=== DATA TO USE ===
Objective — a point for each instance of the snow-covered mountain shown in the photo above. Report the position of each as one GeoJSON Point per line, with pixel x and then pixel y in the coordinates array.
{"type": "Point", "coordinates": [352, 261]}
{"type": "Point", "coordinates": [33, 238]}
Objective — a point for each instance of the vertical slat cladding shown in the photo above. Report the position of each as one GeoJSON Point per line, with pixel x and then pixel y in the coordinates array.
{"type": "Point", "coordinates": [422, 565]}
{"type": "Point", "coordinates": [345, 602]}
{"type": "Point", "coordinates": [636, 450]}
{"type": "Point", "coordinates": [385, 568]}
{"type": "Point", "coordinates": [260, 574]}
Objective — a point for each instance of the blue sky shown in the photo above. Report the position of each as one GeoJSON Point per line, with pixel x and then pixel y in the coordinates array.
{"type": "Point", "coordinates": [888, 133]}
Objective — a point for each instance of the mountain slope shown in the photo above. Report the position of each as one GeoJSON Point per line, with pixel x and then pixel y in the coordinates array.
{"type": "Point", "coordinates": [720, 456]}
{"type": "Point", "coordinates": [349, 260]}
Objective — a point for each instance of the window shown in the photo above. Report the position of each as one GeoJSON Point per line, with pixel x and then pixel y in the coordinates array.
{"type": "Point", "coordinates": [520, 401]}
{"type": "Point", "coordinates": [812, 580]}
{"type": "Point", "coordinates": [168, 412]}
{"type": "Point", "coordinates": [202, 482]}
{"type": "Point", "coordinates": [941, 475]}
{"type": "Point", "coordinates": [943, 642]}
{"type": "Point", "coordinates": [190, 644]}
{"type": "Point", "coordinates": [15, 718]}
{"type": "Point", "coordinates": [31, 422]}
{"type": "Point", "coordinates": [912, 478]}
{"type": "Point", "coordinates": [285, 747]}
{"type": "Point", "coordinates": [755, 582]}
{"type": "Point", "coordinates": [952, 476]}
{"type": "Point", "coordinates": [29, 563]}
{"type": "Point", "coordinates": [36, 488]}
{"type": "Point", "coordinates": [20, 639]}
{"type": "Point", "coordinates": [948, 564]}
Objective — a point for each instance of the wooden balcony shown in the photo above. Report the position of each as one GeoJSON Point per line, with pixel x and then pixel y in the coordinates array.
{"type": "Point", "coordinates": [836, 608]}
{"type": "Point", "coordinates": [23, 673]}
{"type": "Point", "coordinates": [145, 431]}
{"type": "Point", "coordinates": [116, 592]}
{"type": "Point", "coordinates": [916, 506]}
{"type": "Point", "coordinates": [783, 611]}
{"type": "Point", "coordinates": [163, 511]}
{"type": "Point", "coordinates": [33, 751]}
===
_DIRECTIONS:_ Recopy the entries above exactly, with every line included.

_YOUR RESPONSE:_
Objective — a point for each instance of the snow-covered mountain shown in the photo above. Report the position of each as one GeoJSON Point per line, with pixel x and then pixel y in the coordinates array.
{"type": "Point", "coordinates": [352, 261]}
{"type": "Point", "coordinates": [33, 238]}
Objective — a point for each instance of the vertical slat cladding shown in the photo above. Report the position of each as one GeoJSON Point per line, with pixel x and then pixel y in the coordinates array.
{"type": "Point", "coordinates": [422, 565]}
{"type": "Point", "coordinates": [345, 602]}
{"type": "Point", "coordinates": [636, 450]}
{"type": "Point", "coordinates": [385, 568]}
{"type": "Point", "coordinates": [260, 574]}
Objective — a point for each instance of the blue sky shown in the photo above. Report the position of each as one GeoJSON Point per line, with pixel x and then pixel y in the coordinates array.
{"type": "Point", "coordinates": [888, 133]}
Objective — a point for each instance of the mountain slope shown in the photo above. Report the position of each as one GeoJSON Point per line, with pixel x and then pixel y in the coordinates array.
{"type": "Point", "coordinates": [720, 456]}
{"type": "Point", "coordinates": [349, 260]}
Objective — a point for each instance of the window shown in the photo above. Report the position of each as one GeoJSON Point per line, with pixel x and then pixel y in the coordinates array.
{"type": "Point", "coordinates": [520, 401]}
{"type": "Point", "coordinates": [812, 580]}
{"type": "Point", "coordinates": [168, 412]}
{"type": "Point", "coordinates": [202, 482]}
{"type": "Point", "coordinates": [941, 475]}
{"type": "Point", "coordinates": [943, 642]}
{"type": "Point", "coordinates": [190, 644]}
{"type": "Point", "coordinates": [15, 718]}
{"type": "Point", "coordinates": [31, 422]}
{"type": "Point", "coordinates": [912, 478]}
{"type": "Point", "coordinates": [285, 747]}
{"type": "Point", "coordinates": [755, 582]}
{"type": "Point", "coordinates": [952, 476]}
{"type": "Point", "coordinates": [29, 563]}
{"type": "Point", "coordinates": [36, 488]}
{"type": "Point", "coordinates": [20, 639]}
{"type": "Point", "coordinates": [948, 564]}
Objective — a point for each instance of the wooden balcony shown in the photo above. Report the position of each as one GeoJSON Point per line, with pixel x and then pixel y in the coordinates array.
{"type": "Point", "coordinates": [836, 608]}
{"type": "Point", "coordinates": [23, 673]}
{"type": "Point", "coordinates": [145, 431]}
{"type": "Point", "coordinates": [116, 592]}
{"type": "Point", "coordinates": [916, 506]}
{"type": "Point", "coordinates": [783, 611]}
{"type": "Point", "coordinates": [163, 511]}
{"type": "Point", "coordinates": [33, 751]}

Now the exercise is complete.